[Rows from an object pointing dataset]
- - - -

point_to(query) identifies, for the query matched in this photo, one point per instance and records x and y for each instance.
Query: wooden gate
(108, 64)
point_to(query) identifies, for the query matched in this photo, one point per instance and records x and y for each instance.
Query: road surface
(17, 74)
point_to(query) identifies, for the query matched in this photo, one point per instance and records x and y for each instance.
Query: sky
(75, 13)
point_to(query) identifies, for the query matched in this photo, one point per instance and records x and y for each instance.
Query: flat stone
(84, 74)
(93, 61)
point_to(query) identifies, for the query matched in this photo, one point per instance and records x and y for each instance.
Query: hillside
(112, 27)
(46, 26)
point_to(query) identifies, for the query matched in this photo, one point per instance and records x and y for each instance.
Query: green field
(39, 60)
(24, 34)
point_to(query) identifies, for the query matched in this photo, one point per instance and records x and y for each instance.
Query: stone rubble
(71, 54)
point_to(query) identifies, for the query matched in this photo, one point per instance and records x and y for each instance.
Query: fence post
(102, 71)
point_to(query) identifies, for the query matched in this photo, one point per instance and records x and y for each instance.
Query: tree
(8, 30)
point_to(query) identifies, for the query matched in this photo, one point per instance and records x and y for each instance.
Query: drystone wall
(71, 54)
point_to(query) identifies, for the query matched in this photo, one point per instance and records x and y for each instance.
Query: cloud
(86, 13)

- - - -

Required task: Format every line of the records above as a Markdown table with two columns, No. and Line, giving each line its own numbered row and omitting blank lines.

Worked solution:
| No. | Line |
|---|---|
| 1 | point_to(query) identifies, for the query matched in this photo, one point per instance and records x and y for each instance. |
| 2 | Query: wooden gate |
| 3 | (108, 64) |
| 4 | point_to(query) identifies, for the query matched in this photo, one point per instance and records x and y for each instance. |
| 5 | Query: road surface |
| 6 | (17, 74) |
| 7 | point_to(query) identifies, for the query matched in this photo, one point per instance and records x and y for each instance. |
| 8 | Query: sky |
| 9 | (75, 13) |
| 10 | point_to(query) identifies, for the query matched in this photo, one point per instance and records x and y for each instance. |
| 11 | Query: flat stone |
| 12 | (84, 74) |
| 13 | (93, 61) |
| 14 | point_to(query) identifies, for the query matched in this photo, one point per instance and records x and y for each instance. |
| 15 | Query: hillside |
| 16 | (112, 27) |
| 17 | (46, 26) |
| 18 | point_to(query) identifies, for the query matched in this photo, one point per instance and records x and y for each instance. |
| 19 | Query: green field |
| 20 | (39, 60) |
| 21 | (24, 34) |
| 22 | point_to(query) identifies, for the query matched in this photo, one point per instance and records x and y for each instance. |
| 23 | Query: stone rubble |
| 24 | (71, 54) |
| 25 | point_to(query) identifies, for the query matched in this photo, one point per instance and records x and y for each instance. |
| 26 | Query: fence post |
| 27 | (102, 71) |
| 28 | point_to(query) identifies, for the query matched in this photo, one point per instance and records x and y for each instance. |
| 29 | Query: tree |
| 30 | (8, 30) |
| 31 | point_to(query) identifies, for the query matched in this photo, one point per instance and records x and y for each instance. |
| 32 | Query: drystone wall |
| 33 | (71, 54) |
| 34 | point_to(query) identifies, for the query matched in this photo, one point per instance and records x and y for each instance. |
| 35 | Query: cloud |
| 36 | (86, 13) |